Consignes de l’exercice:
1) Reformulez sous forme de liste le paragraphe de l’extrait qui commence par « C’est dans cet esprit », en conservant ses faits principaux.
2) Extrayez de l’extrait, mot pour mot, la portion qui commence par « M. Pashinyan n’a » et se termine par « de l’Union soviétique. ».

C’est dans cet esprit que nos relations se sont développées jusqu’en 2020, date à laquelle un conflit a éclaté entre l’Azerbaïdjan et l’Arménie. M. Pashinyan a fait appel au président Poutine en tant qu’allié de la Russie et membre de l’OTSC. Notre président a travaillé jour et nuit pour coordonner la fin de cette guerre avec les dirigeants d’Erevan et de Bakou. Ils ont fini par signer des accords trilatéraux sur la délimitation de la frontière, la reprise des liens économiques, le déblocage des voies de transport et la normalisation des relations en général, y compris la signature d’un traité de paix. Toutes ces dispositions ont été coordonnées avec la contribution proactive de la Russie.
Dans le même temps, l’UE tentait d’attirer l’Arménie et l’Azerbaïdjan. M. Pashinyan était le principal défenseur de l’idée de travailler sur la plateforme de l’UE et des États-Unis. Les délégations arméniennes s’y rendent régulièrement au détriment des réunions prévues en Russie. En 2022, il a participé au sommet de la « communauté politique européenne » à Prague proposé par le président français Emmanuel Macron, où lui et le président de l’Azerbaïdjan Ilham Aliyev ont signé un document en présence du président du Conseil européen Charles Michel pour déclarer que le Karabagh fait partie de l’Azerbaïdjan. Personne ne nous avait prévenus à l’avance. Lors de leur rencontre suivante, le président Poutine a dit au premier ministre arménien que nous étions surpris par cette décision.
M. Pashinyan n’a fourni aucune explication. Auparavant, il demandait invariablement à la Russie de compléter notre coopération des trois dernières années par le règlement de la question du statut du Haut-Karabakh. C’est exactement ce que nous faisions. Mais la question a été réglée lorsqu’il a lui-même signé le document indiquant que le Karabakh faisait partie de l’Azerbaïdjan, conformément aux frontières administratives de l’Union soviétique.
Lorsque les habitants du Karabakh ont commencé à quitter leurs maisons, M. Pashinyan a demandé au président Poutine pourquoi il les avait laissés en plan. Vadimir Poutine a répondu que c’était le premier ministre arménien qui avait décidé qu’ils n’étaient plus des citoyens arméniens et qu’ils ne pouvaient avoir que la citoyenneté azerbaïdjanaise.

Données sources:

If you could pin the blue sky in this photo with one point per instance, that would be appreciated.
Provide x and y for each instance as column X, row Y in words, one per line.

Résultats obtenus:
1)
- Les relations se sont développées dans cet esprit jusqu’en 2020, année où un conflit a éclaté entre l’Azerbaïdjan et l’Arménie.
- M. Pashinyan a fait appel au président Poutine en tant qu’allié de la Russie et membre de l’OTSC.
- Le président russe a travaillé jour et nuit pour coordonner la fin de la guerre avec les dirigeants d’Erevan et de Bakou.
- Des accords trilatéraux ont été signés. Ils portent sur la délimitation de la frontière, la reprise des liens économiques et le déblocage des voies de transport. Ils prévoient aussi la normalisation générale des relations, y compris la signature d’un traité de paix.
- Ces dispositions ont été coordonnées avec la contribution proactive de la Russie.

2)
M. Pashinyan n’a fourni aucune explication. Auparavant, il demandait invariablement à la Russie de compléter notre coopération des trois dernières années par le règlement de la question du statut du Haut-Karabakh. C’est exactement ce que nous faisions. Mais la question a été réglée lorsqu’il a lui-même signé le document indiquant que le Karabakh faisait partie de l’Azerbaïdjan, conformément aux frontières administratives de l’Union soviétique.